• **DESCRIPTION OF THE TASK**:
Each line of the records needs to be written out exactly, with any image left out.

• **DATA PROVIDED**:
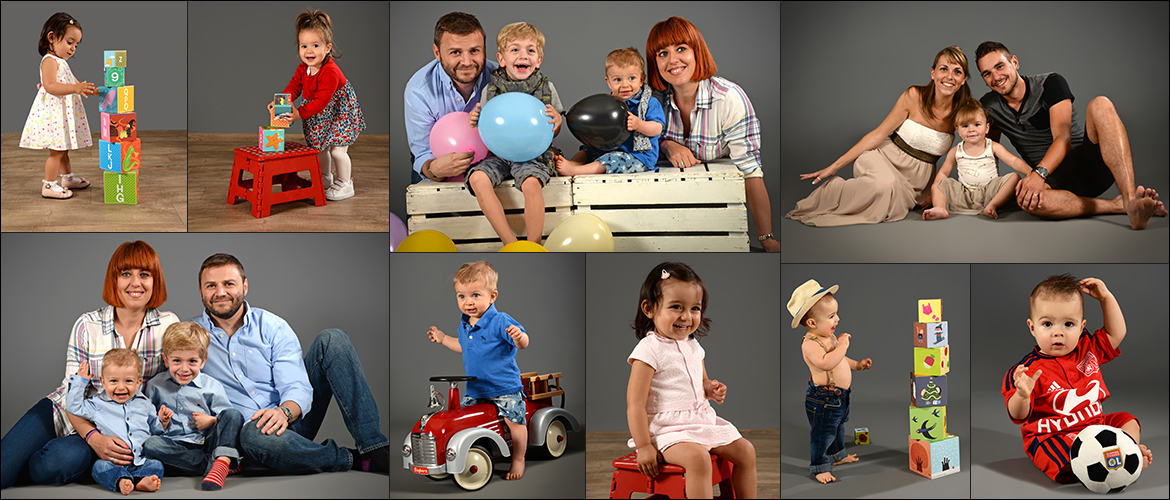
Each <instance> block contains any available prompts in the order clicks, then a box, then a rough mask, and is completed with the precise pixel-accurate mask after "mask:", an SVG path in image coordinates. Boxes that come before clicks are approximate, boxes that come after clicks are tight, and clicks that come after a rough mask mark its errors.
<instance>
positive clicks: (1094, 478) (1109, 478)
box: [1072, 425, 1142, 493]
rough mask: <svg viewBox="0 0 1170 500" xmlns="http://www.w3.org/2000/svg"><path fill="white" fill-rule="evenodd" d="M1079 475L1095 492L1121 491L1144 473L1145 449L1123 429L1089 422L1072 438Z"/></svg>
mask: <svg viewBox="0 0 1170 500" xmlns="http://www.w3.org/2000/svg"><path fill="white" fill-rule="evenodd" d="M1072 458H1073V463H1072V467H1073V473H1074V474H1076V479H1080V480H1081V484H1082V485H1085V487H1086V488H1089V491H1092V492H1094V493H1112V492H1120V491H1121V489H1123V488H1124V487H1126V486H1129V485H1130V484H1133V482H1134V481H1136V480H1137V478H1138V477H1140V475H1142V452H1141V450H1140V448H1138V447H1137V443H1134V438H1131V437H1129V434H1127V433H1126V432H1124V431H1122V430H1121V429H1117V427H1110V426H1108V425H1089V426H1088V427H1085V430H1082V431H1081V432H1080V433H1079V434H1076V439H1074V440H1073V450H1072Z"/></svg>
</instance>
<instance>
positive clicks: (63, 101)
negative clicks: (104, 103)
mask: <svg viewBox="0 0 1170 500" xmlns="http://www.w3.org/2000/svg"><path fill="white" fill-rule="evenodd" d="M78 44H81V23H80V22H77V20H76V19H74V18H73V16H71V15H69V14H66V13H63V12H59V13H56V14H53V16H51V18H49V20H48V21H44V27H42V28H41V39H40V41H39V42H37V43H36V52H37V53H40V54H41V83H40V84H37V85H36V88H37V91H36V98H35V100H34V101H33V109H30V110H29V111H28V119H27V121H25V131H22V132H21V133H20V146H21V148H28V149H35V150H43V149H47V150H49V158H48V159H46V160H44V179H43V180H42V183H41V196H42V197H44V198H59V199H60V198H69V197H71V196H73V191H69V190H70V189H75V190H80V189H83V187H85V186H89V180H85V179H82V178H81V177H74V174H73V166H71V165H70V164H69V150H74V149H78V148H89V146H91V145H94V142H92V138H91V137H90V130H89V121H88V119H85V108H84V107H83V105H82V102H81V98H80V97H83V96H95V95H97V87H96V85H94V84H92V83H89V82H81V83H78V82H77V78H75V77H74V76H73V71H71V70H69V63H67V62H66V60H67V59H69V57H73V56H74V53H75V52H76V50H77V46H78ZM59 178H60V180H59Z"/></svg>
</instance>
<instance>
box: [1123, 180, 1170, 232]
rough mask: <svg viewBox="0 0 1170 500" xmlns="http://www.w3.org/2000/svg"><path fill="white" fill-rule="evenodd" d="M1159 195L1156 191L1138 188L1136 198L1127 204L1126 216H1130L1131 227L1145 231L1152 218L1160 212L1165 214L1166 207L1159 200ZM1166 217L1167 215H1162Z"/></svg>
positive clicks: (1136, 229)
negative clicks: (1154, 215)
mask: <svg viewBox="0 0 1170 500" xmlns="http://www.w3.org/2000/svg"><path fill="white" fill-rule="evenodd" d="M1157 198H1158V193H1157V192H1155V191H1154V190H1147V189H1145V187H1142V186H1137V190H1136V191H1135V192H1134V198H1130V199H1129V203H1128V204H1126V214H1127V215H1129V227H1133V228H1135V230H1144V228H1145V226H1147V225H1148V224H1149V222H1150V218H1151V217H1154V215H1155V214H1157V213H1159V212H1163V213H1164V212H1165V207H1164V206H1162V203H1161V201H1158V200H1157ZM1162 217H1165V215H1162Z"/></svg>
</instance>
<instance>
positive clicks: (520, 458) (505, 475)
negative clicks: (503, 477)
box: [504, 457, 524, 479]
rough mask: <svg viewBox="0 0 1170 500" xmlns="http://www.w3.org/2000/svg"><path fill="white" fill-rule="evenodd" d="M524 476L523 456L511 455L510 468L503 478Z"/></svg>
mask: <svg viewBox="0 0 1170 500" xmlns="http://www.w3.org/2000/svg"><path fill="white" fill-rule="evenodd" d="M523 477H524V457H512V468H510V470H508V475H504V479H519V478H523Z"/></svg>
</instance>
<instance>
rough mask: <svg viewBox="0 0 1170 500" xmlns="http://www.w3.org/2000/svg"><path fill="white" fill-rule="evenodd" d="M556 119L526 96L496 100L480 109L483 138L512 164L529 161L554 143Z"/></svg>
mask: <svg viewBox="0 0 1170 500" xmlns="http://www.w3.org/2000/svg"><path fill="white" fill-rule="evenodd" d="M550 119H552V118H550V117H549V116H545V115H544V103H542V102H541V100H538V98H536V97H532V96H530V95H528V94H524V93H505V94H501V95H498V96H495V97H493V98H491V100H490V101H488V103H487V104H484V105H483V109H482V110H480V122H479V124H477V125H476V128H477V129H479V130H480V138H481V139H482V141H483V144H484V145H487V146H488V149H489V150H491V152H494V153H496V156H498V157H501V158H503V159H507V160H509V162H528V160H530V159H532V158H536V157H538V156H541V155H542V153H543V152H544V151H545V150H548V149H549V144H552V124H551V123H549V121H550Z"/></svg>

• **REPLY TO THE TASK**:
Each <instance> block contains any available prompts in the order clicks, then a box, then a rough mask, and is completed with the precise pixel-accurate mask after "mask:", an SVG path in image coordinates. Boxes that come before clicks are approximate, boxes that come after clicks are tight, and clicks that come after a rough mask mark its errors.
<instance>
positive clicks: (1094, 478) (1109, 478)
box: [1072, 425, 1142, 493]
rough mask: <svg viewBox="0 0 1170 500" xmlns="http://www.w3.org/2000/svg"><path fill="white" fill-rule="evenodd" d="M1079 475L1095 492L1121 491L1144 473L1145 449L1123 429L1089 422L1072 438Z"/></svg>
mask: <svg viewBox="0 0 1170 500" xmlns="http://www.w3.org/2000/svg"><path fill="white" fill-rule="evenodd" d="M1072 458H1073V463H1072V467H1073V473H1074V474H1076V479H1080V480H1081V484H1082V485H1085V487H1086V488H1089V491H1092V492H1094V493H1112V492H1120V491H1121V489H1123V488H1124V487H1126V486H1129V485H1130V484H1133V482H1134V481H1136V480H1137V478H1138V477H1140V475H1142V452H1141V450H1140V448H1138V447H1137V443H1134V438H1131V437H1129V434H1127V433H1126V432H1124V431H1122V430H1121V429H1117V427H1110V426H1108V425H1089V426H1088V427H1085V430H1082V431H1081V432H1080V433H1079V434H1076V439H1074V440H1073V450H1072Z"/></svg>
</instance>
<instance>
positive clicks: (63, 101)
negative clicks: (104, 103)
mask: <svg viewBox="0 0 1170 500" xmlns="http://www.w3.org/2000/svg"><path fill="white" fill-rule="evenodd" d="M78 44H81V23H80V22H77V20H76V19H74V18H73V16H71V15H69V14H66V13H63V12H59V13H56V14H53V16H51V18H49V20H48V21H44V27H42V28H41V39H40V41H39V42H37V43H36V52H37V53H40V54H41V83H40V84H37V85H36V88H37V91H36V98H35V100H34V101H33V109H30V110H29V111H28V119H27V121H25V131H22V132H21V133H20V146H21V148H28V149H35V150H43V149H47V150H49V158H48V159H46V160H44V179H43V180H42V183H41V196H42V197H44V198H59V199H60V198H69V197H71V196H73V191H69V190H70V189H75V190H80V189H83V187H85V186H89V180H85V179H82V178H81V177H74V174H73V166H71V165H70V164H69V150H74V149H78V148H89V146H91V145H94V142H92V138H91V137H90V130H89V121H88V119H85V108H84V107H83V105H82V102H81V98H80V97H83V96H95V95H97V87H96V85H94V84H92V83H89V82H81V83H78V82H77V78H75V77H74V76H73V71H71V70H69V63H67V62H66V60H67V59H69V57H73V56H74V53H75V52H76V50H77V46H78ZM59 178H60V180H59Z"/></svg>
</instance>
<instance>
box: [1123, 180, 1170, 232]
rough mask: <svg viewBox="0 0 1170 500" xmlns="http://www.w3.org/2000/svg"><path fill="white" fill-rule="evenodd" d="M1159 195L1156 191L1138 188L1136 198L1127 204L1126 216H1130L1131 227L1145 231L1152 218L1160 212L1165 214L1166 207L1159 200ZM1166 217L1167 215H1162Z"/></svg>
positive clicks: (1136, 229)
negative clicks: (1154, 215)
mask: <svg viewBox="0 0 1170 500" xmlns="http://www.w3.org/2000/svg"><path fill="white" fill-rule="evenodd" d="M1157 198H1158V193H1157V192H1155V191H1154V190H1147V189H1145V187H1142V186H1137V190H1136V191H1135V192H1134V198H1130V199H1129V203H1128V204H1126V214H1127V215H1129V227H1133V228H1135V230H1144V228H1145V226H1147V225H1148V224H1149V222H1150V218H1151V217H1154V215H1155V214H1157V213H1159V212H1163V213H1164V212H1165V207H1164V206H1162V203H1161V201H1158V200H1157ZM1162 217H1165V215H1162Z"/></svg>
</instance>
<instance>
positive clicks: (520, 458) (505, 475)
negative clicks: (503, 477)
box: [504, 457, 524, 479]
rough mask: <svg viewBox="0 0 1170 500" xmlns="http://www.w3.org/2000/svg"><path fill="white" fill-rule="evenodd" d="M524 476L523 456L511 455L510 468L503 478Z"/></svg>
mask: <svg viewBox="0 0 1170 500" xmlns="http://www.w3.org/2000/svg"><path fill="white" fill-rule="evenodd" d="M523 477H524V457H512V468H510V470H508V475H504V479H519V478H523Z"/></svg>
</instance>
<instance>
rough mask: <svg viewBox="0 0 1170 500" xmlns="http://www.w3.org/2000/svg"><path fill="white" fill-rule="evenodd" d="M556 119L526 96L496 100L480 109L483 138L512 164L529 161L554 143Z"/></svg>
mask: <svg viewBox="0 0 1170 500" xmlns="http://www.w3.org/2000/svg"><path fill="white" fill-rule="evenodd" d="M550 119H552V118H550V117H549V116H545V115H544V103H542V102H541V100H538V98H536V97H532V96H530V95H528V94H524V93H505V94H501V95H498V96H495V97H493V98H491V100H490V101H488V103H487V104H484V105H483V109H482V110H480V122H479V124H477V125H476V128H477V129H479V130H480V138H481V139H482V141H483V144H484V145H487V146H488V149H489V150H491V152H494V153H496V156H498V157H501V158H503V159H507V160H509V162H528V160H530V159H532V158H536V157H538V156H541V155H542V153H543V152H544V151H545V150H548V149H549V144H552V124H551V123H549V121H550Z"/></svg>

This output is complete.